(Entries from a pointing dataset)
☆ ☆ ☆

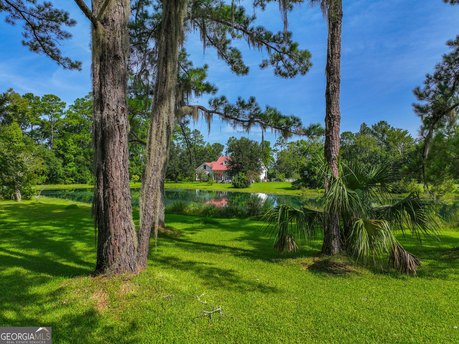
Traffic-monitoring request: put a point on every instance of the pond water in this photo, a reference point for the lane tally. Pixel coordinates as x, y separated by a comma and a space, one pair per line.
448, 212
216, 198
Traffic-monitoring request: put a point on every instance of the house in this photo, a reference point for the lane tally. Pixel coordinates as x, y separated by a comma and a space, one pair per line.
219, 170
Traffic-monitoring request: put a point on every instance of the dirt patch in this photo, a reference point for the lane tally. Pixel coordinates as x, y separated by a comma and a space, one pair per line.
329, 266
127, 288
169, 232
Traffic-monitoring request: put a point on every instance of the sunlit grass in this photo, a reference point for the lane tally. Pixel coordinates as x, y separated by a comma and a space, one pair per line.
279, 188
47, 254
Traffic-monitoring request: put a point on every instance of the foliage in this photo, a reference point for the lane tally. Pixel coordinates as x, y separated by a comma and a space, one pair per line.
20, 165
232, 262
438, 101
382, 144
246, 156
240, 181
42, 27
369, 217
59, 136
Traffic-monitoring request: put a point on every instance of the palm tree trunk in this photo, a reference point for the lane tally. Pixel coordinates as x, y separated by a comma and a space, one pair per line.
162, 123
332, 242
117, 241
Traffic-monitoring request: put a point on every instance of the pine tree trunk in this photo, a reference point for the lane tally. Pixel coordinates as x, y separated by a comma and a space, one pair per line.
162, 124
332, 242
17, 195
116, 236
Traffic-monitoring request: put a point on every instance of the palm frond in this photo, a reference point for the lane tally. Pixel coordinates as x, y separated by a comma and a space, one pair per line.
411, 213
403, 261
342, 200
289, 224
371, 238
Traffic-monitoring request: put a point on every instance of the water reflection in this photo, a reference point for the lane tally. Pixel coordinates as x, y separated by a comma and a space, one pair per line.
216, 198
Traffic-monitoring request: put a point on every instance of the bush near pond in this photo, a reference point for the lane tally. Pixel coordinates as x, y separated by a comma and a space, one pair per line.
241, 181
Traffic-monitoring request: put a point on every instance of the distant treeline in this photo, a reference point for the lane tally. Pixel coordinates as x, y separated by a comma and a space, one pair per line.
45, 141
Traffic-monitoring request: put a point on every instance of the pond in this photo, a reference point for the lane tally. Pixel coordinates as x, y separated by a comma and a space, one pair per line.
242, 200
215, 198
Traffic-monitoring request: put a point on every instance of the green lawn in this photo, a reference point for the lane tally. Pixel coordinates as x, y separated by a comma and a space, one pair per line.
47, 255
279, 188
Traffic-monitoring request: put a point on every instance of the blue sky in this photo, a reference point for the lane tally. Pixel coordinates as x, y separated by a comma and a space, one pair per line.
388, 47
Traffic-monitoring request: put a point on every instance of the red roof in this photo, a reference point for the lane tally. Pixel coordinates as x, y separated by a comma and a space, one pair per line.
220, 165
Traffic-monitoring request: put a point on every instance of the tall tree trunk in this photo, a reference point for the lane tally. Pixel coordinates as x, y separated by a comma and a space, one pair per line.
116, 236
332, 243
162, 123
17, 195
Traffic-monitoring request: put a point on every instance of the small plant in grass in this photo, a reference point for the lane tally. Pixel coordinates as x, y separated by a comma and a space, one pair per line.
241, 181
369, 218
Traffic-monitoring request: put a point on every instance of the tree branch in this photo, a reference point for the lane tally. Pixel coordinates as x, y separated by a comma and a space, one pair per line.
87, 12
189, 109
101, 13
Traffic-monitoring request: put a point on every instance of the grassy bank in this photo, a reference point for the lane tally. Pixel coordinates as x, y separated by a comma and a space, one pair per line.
47, 254
275, 188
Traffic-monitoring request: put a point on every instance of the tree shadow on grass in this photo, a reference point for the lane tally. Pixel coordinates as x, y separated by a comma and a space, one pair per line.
214, 276
29, 299
48, 239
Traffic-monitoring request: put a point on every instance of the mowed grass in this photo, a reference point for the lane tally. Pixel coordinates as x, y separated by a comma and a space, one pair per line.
47, 256
276, 188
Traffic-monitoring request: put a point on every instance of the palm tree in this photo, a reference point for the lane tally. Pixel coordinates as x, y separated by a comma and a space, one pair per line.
369, 218
333, 11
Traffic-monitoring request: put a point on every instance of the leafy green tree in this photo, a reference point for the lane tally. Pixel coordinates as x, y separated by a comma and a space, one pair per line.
219, 24
333, 10
246, 157
382, 144
73, 144
20, 166
369, 218
51, 111
438, 100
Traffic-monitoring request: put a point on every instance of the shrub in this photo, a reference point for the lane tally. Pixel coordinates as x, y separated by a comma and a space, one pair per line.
240, 181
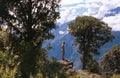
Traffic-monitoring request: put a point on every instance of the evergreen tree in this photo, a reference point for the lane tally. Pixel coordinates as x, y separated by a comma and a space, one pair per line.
90, 34
29, 24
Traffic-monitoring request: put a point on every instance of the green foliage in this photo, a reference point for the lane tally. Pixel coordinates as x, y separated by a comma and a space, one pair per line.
90, 34
115, 76
93, 66
111, 61
27, 24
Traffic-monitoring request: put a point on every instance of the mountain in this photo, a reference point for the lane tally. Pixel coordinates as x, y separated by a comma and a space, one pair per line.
71, 51
61, 34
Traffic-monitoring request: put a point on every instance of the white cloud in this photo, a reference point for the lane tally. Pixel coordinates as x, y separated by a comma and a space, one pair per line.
113, 21
70, 9
61, 32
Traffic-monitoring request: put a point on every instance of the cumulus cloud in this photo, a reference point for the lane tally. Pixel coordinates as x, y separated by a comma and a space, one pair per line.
113, 21
61, 32
70, 9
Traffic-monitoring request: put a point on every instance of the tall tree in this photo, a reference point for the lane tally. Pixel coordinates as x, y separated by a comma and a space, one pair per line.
29, 23
90, 34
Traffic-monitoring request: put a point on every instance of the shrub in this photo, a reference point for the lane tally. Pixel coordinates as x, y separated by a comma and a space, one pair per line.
111, 61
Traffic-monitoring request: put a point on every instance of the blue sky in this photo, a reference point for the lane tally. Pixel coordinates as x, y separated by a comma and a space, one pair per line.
70, 9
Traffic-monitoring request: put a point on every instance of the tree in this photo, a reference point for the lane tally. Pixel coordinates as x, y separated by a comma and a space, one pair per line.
90, 34
29, 23
111, 61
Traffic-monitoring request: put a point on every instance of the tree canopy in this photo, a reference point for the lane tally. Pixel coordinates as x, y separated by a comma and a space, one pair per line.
90, 34
28, 24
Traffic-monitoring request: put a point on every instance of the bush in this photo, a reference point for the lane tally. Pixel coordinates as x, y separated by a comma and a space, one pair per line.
111, 61
93, 66
115, 76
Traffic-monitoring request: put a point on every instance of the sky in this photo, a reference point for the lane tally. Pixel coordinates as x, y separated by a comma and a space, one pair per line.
70, 9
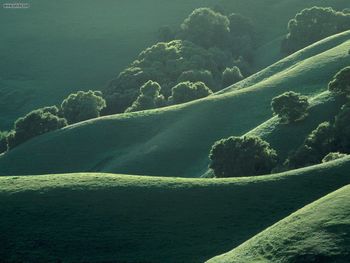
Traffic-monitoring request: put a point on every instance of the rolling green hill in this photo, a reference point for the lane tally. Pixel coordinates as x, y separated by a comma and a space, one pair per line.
57, 47
319, 232
175, 141
109, 218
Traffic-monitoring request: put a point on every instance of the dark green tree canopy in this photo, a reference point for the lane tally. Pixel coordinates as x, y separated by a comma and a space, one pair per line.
312, 25
188, 91
341, 82
3, 142
82, 106
206, 28
231, 76
242, 156
165, 63
333, 156
166, 34
316, 146
149, 97
34, 124
290, 106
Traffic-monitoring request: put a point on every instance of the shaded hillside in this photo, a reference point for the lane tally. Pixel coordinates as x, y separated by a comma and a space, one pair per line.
174, 141
103, 217
57, 47
319, 232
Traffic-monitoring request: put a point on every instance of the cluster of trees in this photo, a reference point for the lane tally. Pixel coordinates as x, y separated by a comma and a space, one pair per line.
209, 47
330, 139
312, 25
242, 156
150, 96
249, 155
76, 107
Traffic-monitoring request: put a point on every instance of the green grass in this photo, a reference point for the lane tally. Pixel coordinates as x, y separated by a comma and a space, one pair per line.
57, 47
175, 141
109, 218
319, 232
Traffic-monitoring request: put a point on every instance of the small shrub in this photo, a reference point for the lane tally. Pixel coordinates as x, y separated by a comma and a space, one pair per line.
290, 106
340, 83
188, 91
231, 76
3, 142
317, 144
206, 28
166, 34
312, 25
34, 124
242, 156
82, 106
149, 97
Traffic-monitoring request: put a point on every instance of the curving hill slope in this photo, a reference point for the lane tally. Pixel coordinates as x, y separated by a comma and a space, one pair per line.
319, 232
173, 141
104, 217
57, 47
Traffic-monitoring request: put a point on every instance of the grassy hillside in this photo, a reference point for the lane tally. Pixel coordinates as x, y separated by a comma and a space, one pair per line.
57, 47
175, 141
319, 232
104, 217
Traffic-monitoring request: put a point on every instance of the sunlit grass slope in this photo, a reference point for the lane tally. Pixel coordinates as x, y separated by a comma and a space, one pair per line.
109, 218
319, 232
57, 47
175, 141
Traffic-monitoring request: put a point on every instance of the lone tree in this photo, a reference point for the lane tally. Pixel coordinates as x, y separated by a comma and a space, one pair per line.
341, 82
242, 156
188, 91
3, 142
290, 106
149, 97
206, 28
231, 76
82, 106
315, 147
333, 156
34, 124
312, 25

☆ ☆ ☆

- [Aim]: Return exactly the lines of the data, and only those, from the line with "sunlit grass slope" through the last line, inclusive.

- [Full response]:
Traffic-monitoring request: put a point on every instance of the sunlit grass slope in this photo, a reference point for the lane tally. Pixel coordinates as x, y separated by a comma and a space, one pair per line.
109, 218
319, 232
57, 47
175, 141
Traffic-monitoring request: put a point on every instance of the lone tree in this photo, a reference point for the lane tally. Pixel coordinates as x, y separated by a comma and a space, one pair per line.
341, 82
242, 156
188, 91
3, 142
290, 106
149, 97
206, 28
231, 76
82, 106
315, 147
333, 156
34, 124
312, 25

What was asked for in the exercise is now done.